Find each line in the data that contains the word "green" and copy it out.

##### Dataset records #####

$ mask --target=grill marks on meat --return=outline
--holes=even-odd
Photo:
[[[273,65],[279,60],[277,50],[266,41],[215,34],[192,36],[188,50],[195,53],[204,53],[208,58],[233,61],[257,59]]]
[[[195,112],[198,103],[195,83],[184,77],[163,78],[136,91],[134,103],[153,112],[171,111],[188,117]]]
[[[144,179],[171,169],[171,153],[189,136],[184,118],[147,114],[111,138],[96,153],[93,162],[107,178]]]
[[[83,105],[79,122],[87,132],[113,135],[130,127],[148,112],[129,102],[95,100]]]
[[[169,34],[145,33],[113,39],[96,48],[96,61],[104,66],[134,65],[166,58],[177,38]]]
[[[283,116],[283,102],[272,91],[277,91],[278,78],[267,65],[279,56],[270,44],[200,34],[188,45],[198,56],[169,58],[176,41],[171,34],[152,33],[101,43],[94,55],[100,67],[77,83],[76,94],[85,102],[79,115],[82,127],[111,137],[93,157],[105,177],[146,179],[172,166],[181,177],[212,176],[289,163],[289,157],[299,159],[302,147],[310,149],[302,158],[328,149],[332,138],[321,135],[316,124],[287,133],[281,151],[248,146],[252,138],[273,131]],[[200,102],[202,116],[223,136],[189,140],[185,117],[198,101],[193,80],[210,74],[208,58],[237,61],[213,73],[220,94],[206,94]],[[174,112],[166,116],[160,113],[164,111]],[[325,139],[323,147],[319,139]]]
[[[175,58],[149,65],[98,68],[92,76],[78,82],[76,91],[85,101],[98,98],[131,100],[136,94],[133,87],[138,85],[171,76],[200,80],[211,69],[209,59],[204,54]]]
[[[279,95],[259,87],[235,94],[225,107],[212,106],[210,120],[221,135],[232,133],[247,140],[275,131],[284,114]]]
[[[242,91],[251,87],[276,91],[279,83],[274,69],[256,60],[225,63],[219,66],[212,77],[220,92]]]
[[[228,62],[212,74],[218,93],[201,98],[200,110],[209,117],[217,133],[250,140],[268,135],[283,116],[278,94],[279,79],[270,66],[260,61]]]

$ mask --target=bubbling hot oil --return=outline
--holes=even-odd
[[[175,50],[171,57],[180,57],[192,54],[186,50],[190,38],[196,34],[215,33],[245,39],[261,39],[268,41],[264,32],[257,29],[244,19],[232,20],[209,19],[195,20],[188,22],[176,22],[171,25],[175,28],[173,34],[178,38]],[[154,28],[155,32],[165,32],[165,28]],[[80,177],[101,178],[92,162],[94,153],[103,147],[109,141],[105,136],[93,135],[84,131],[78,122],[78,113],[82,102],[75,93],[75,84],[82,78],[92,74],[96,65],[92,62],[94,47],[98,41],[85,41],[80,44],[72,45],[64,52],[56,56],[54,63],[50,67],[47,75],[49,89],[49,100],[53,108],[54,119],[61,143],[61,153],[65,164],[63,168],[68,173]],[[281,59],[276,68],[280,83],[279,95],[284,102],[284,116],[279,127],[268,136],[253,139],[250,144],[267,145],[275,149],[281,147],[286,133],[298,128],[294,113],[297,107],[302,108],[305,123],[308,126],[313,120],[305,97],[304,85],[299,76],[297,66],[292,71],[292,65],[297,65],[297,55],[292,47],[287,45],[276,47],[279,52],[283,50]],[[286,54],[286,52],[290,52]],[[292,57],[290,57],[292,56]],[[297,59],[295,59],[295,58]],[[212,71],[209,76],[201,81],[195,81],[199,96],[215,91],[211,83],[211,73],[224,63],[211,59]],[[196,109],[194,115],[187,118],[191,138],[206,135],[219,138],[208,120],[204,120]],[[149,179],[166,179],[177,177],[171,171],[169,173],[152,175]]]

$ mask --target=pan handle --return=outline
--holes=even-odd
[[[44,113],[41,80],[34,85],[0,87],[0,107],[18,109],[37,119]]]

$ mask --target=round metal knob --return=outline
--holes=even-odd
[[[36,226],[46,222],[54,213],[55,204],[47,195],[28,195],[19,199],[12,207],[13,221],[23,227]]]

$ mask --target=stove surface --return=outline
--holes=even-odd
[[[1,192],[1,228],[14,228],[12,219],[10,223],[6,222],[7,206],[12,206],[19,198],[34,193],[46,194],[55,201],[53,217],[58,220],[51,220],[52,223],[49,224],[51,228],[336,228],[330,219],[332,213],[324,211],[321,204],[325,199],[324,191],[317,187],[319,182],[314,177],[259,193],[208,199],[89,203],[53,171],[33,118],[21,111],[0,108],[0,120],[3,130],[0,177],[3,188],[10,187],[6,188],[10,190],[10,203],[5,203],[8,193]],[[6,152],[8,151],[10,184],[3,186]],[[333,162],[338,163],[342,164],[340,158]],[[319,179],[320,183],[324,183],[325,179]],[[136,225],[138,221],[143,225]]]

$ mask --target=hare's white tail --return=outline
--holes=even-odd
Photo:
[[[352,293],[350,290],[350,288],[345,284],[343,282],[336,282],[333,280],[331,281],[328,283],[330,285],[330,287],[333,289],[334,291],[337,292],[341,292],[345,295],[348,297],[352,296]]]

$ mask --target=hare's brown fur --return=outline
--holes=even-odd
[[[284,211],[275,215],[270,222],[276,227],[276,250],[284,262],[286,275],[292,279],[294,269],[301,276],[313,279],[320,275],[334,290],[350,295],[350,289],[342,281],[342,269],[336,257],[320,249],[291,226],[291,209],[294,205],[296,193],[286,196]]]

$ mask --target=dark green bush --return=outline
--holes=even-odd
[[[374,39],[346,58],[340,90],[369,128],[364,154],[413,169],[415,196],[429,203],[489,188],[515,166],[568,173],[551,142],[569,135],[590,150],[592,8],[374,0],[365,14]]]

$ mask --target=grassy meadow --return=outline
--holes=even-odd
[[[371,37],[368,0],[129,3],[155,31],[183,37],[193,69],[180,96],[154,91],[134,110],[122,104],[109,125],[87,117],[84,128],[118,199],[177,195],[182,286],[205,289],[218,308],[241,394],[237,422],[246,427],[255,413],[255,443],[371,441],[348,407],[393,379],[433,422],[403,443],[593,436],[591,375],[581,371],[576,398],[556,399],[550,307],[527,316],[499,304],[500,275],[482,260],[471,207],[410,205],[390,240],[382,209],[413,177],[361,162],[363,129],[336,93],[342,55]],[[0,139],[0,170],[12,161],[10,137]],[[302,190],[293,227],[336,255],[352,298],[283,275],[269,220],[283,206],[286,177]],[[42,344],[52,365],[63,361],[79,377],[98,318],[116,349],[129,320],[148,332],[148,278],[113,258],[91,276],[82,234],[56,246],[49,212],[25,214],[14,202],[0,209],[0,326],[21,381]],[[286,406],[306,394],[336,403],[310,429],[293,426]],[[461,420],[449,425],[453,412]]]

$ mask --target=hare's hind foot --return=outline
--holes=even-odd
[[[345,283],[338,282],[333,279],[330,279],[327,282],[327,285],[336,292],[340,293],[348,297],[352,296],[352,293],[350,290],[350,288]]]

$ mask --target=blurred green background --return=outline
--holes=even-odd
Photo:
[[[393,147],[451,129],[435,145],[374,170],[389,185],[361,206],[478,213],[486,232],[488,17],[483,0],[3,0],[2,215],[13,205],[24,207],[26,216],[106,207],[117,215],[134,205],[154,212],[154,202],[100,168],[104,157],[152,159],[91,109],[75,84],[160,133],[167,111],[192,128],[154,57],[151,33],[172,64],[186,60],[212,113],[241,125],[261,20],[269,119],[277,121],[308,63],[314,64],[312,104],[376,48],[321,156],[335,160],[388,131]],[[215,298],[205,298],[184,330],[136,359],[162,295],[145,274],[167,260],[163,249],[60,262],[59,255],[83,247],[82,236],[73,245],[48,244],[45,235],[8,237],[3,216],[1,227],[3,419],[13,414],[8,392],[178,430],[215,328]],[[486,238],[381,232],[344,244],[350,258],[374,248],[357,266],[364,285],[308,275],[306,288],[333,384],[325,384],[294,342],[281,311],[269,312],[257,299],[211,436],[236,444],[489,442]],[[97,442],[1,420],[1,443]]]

#####

**Solution:**
$ mask --target=dark green bush --return=outline
$ mask --target=blurred green background --return=outline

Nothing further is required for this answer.